▶ **Task to carry out**
Give the lines below, from the line with "In this exercise you will indicate the fishing rod" to the line with "[(363, 270)]", as a JSON list of strings with one string per line and no blank lines. Omit the pictures.

(Dataset lines on object locations)
## begin

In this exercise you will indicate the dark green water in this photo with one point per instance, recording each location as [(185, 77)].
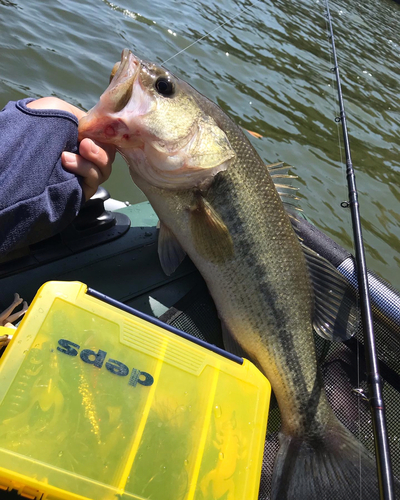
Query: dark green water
[(268, 68)]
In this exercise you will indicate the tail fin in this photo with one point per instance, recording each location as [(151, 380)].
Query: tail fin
[(333, 467)]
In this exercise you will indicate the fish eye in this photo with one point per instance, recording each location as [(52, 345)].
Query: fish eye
[(164, 86)]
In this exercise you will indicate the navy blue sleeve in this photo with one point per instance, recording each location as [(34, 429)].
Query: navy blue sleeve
[(38, 197)]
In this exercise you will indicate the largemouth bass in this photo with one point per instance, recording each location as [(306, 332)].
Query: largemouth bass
[(217, 202)]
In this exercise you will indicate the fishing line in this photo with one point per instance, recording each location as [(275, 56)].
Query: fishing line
[(215, 29), (382, 453)]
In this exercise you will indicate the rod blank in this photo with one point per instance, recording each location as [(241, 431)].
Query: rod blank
[(382, 452)]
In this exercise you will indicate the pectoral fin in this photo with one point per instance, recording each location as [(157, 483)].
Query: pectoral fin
[(336, 315), (210, 235), (169, 250)]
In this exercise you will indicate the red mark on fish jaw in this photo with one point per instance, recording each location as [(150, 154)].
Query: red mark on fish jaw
[(109, 131)]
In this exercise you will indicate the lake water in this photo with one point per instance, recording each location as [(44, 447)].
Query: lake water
[(269, 68)]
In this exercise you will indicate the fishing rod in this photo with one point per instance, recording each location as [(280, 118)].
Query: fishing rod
[(382, 452)]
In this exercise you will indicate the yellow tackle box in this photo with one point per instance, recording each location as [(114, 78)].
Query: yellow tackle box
[(98, 401)]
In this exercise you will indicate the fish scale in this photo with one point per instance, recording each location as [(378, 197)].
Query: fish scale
[(216, 200)]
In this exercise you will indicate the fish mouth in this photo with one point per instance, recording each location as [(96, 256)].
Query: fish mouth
[(100, 123)]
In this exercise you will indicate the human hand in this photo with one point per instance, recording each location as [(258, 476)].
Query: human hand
[(94, 161)]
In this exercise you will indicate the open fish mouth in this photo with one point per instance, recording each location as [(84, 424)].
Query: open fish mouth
[(113, 100)]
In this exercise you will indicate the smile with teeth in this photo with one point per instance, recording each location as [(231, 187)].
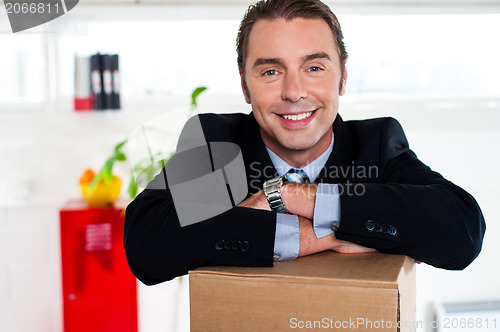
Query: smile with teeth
[(297, 117)]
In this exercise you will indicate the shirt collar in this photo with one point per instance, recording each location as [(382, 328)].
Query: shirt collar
[(312, 169)]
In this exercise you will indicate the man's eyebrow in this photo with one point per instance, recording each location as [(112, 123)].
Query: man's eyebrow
[(277, 61), (267, 61), (319, 55)]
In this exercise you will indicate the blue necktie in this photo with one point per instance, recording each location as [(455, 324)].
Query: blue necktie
[(297, 175)]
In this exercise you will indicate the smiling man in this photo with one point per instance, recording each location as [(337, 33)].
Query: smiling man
[(315, 182)]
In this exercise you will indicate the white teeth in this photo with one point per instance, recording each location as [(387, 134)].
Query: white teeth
[(298, 117)]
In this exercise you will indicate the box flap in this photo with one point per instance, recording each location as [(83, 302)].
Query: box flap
[(363, 270)]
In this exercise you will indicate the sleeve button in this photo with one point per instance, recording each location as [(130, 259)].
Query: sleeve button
[(370, 225), (244, 246), (219, 245)]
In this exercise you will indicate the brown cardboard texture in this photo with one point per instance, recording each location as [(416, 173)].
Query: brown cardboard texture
[(351, 292)]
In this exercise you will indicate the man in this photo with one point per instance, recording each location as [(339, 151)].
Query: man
[(367, 191)]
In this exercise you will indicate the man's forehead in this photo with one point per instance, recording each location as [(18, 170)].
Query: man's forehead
[(278, 36), (300, 40)]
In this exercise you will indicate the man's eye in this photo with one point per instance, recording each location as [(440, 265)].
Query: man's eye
[(270, 72)]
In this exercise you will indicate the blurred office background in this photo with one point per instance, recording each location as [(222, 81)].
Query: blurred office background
[(433, 65)]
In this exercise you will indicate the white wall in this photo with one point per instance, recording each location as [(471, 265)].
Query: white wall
[(44, 153), (43, 156)]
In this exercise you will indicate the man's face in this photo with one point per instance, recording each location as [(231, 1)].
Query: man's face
[(292, 72)]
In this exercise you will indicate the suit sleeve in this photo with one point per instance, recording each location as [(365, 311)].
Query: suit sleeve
[(159, 249), (413, 210)]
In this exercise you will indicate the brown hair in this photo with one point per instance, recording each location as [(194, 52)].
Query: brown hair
[(288, 10)]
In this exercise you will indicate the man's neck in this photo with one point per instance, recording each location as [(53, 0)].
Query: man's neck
[(301, 158)]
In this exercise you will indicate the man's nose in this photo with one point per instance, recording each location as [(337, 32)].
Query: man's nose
[(293, 87)]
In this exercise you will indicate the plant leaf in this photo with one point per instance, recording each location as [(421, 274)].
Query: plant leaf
[(121, 156), (120, 145), (132, 187)]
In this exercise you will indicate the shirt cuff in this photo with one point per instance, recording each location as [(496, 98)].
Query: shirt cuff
[(326, 218), (286, 242)]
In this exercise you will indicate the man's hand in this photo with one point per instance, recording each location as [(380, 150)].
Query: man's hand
[(256, 201), (310, 244)]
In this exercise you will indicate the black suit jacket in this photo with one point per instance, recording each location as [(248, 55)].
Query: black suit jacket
[(396, 205)]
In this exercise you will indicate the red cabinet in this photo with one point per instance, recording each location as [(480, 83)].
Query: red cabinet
[(99, 291)]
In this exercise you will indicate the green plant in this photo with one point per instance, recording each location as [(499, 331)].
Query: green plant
[(106, 171), (146, 168)]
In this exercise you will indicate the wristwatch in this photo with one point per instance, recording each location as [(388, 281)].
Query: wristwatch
[(272, 190)]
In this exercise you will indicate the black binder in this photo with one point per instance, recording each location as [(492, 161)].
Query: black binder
[(107, 80), (115, 95)]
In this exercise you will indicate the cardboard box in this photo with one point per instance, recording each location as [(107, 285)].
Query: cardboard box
[(351, 292)]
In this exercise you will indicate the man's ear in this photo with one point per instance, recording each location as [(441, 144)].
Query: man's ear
[(244, 88), (343, 82)]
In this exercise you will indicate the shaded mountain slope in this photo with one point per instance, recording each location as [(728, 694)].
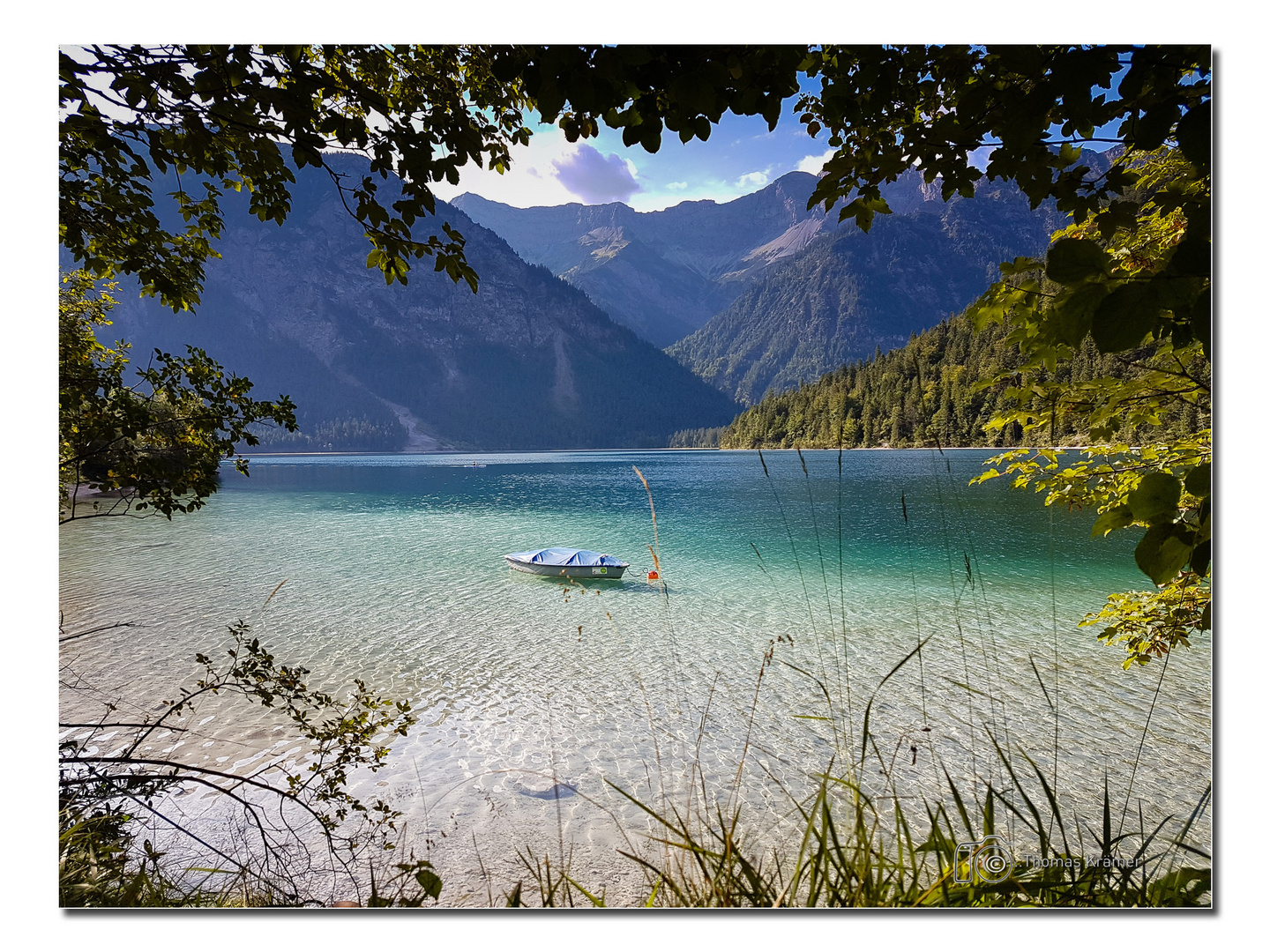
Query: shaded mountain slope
[(848, 294), (526, 363)]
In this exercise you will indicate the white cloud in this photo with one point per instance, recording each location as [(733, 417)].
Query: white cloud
[(531, 179), (813, 164), (596, 178)]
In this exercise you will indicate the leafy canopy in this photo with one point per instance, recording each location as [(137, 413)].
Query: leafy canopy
[(146, 441), (230, 117)]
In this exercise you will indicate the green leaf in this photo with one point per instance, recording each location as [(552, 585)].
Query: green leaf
[(1192, 258), (1195, 135), (1117, 518), (1163, 551), (1074, 312), (430, 881), (1072, 260), (1199, 481), (1156, 498), (1124, 317)]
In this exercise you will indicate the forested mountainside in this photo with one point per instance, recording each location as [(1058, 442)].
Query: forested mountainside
[(851, 294), (923, 394), (661, 273), (526, 363), (667, 273)]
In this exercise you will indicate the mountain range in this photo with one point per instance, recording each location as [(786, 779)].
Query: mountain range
[(526, 363), (563, 346), (761, 292)]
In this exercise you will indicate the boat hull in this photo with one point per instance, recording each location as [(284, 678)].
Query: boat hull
[(569, 571)]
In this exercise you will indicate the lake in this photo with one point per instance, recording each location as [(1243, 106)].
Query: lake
[(392, 570)]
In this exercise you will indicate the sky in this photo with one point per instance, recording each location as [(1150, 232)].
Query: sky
[(1244, 339), (741, 156)]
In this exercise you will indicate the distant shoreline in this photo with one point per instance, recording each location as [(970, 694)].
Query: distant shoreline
[(632, 450)]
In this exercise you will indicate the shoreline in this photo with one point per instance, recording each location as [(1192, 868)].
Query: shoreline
[(638, 450)]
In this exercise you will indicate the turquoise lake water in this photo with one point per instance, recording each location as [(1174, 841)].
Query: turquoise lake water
[(394, 574)]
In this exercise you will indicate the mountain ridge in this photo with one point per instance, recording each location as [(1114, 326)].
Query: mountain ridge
[(526, 363)]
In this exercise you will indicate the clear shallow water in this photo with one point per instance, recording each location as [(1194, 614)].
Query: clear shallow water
[(394, 574)]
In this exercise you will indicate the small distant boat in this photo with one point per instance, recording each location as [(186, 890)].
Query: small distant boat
[(568, 562)]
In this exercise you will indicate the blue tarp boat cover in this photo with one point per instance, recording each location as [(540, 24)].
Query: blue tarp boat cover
[(565, 556)]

## end

▶ **Full response**
[
  "In this exercise you will indicate the fishing rod in this photo with one point per instance, recording each location as [(280, 118)].",
  "Query: fishing rod",
  "[(382, 452)]",
  "In this exercise you will indicate the yellow tackle box in this photo with one point per instance, recording each location as [(114, 78)].",
  "Query: yellow tackle box",
  "[(98, 401)]",
  "In this exercise you will indicate the fish scale in this photo with one point per instance, recording each location as [(378, 197)].",
  "Query: fish scale",
  "[(216, 200)]",
  "In this exercise you will indicate the fish mouth in this photo with one point per instance, recording each location as [(96, 256)].",
  "Query: fish mouth",
  "[(100, 123)]",
  "In this exercise you will indicate the human hand in this photo with one point per instance, recording each location as [(258, 476)].",
  "Query: human hand",
  "[(94, 161)]",
  "In this exercise you will indicate the open fish mouth in this photo with one point per instance, recording each location as [(84, 424)].",
  "Query: open fish mouth",
  "[(113, 100)]",
  "In this exercise you will indicate the smile with teeth in this photo with one point per instance, recording each location as [(231, 187)].",
  "Query: smile with teeth",
  "[(297, 117)]",
  "In this exercise you will indicate the shirt collar in this photo with one point per instance, recording each location as [(382, 328)].",
  "Query: shirt collar",
  "[(312, 169)]",
  "In this exercise you will indicate the man's eyebrow in this photo with one point per instance, recording each location as [(112, 123)].",
  "Query: man's eyebrow",
  "[(277, 61), (267, 61), (319, 55)]",
  "In this exercise you will indicate the blue necktie in this photo with one point per instance, recording each location as [(455, 324)].",
  "Query: blue necktie",
  "[(297, 175)]",
  "In this exercise you will indicate the smiling man in this photo with one point per instance, recording each location as [(337, 33)].",
  "Query: smiling man",
  "[(315, 182)]",
  "In this exercise you will indicate the white teeth in this photo with one point per instance, recording each location as [(387, 134)].",
  "Query: white teeth",
  "[(298, 117)]",
  "In this exercise you will indicate the box flap in this photo with one point per instance, recording each location as [(83, 302)].",
  "Query: box flap",
  "[(363, 270)]"
]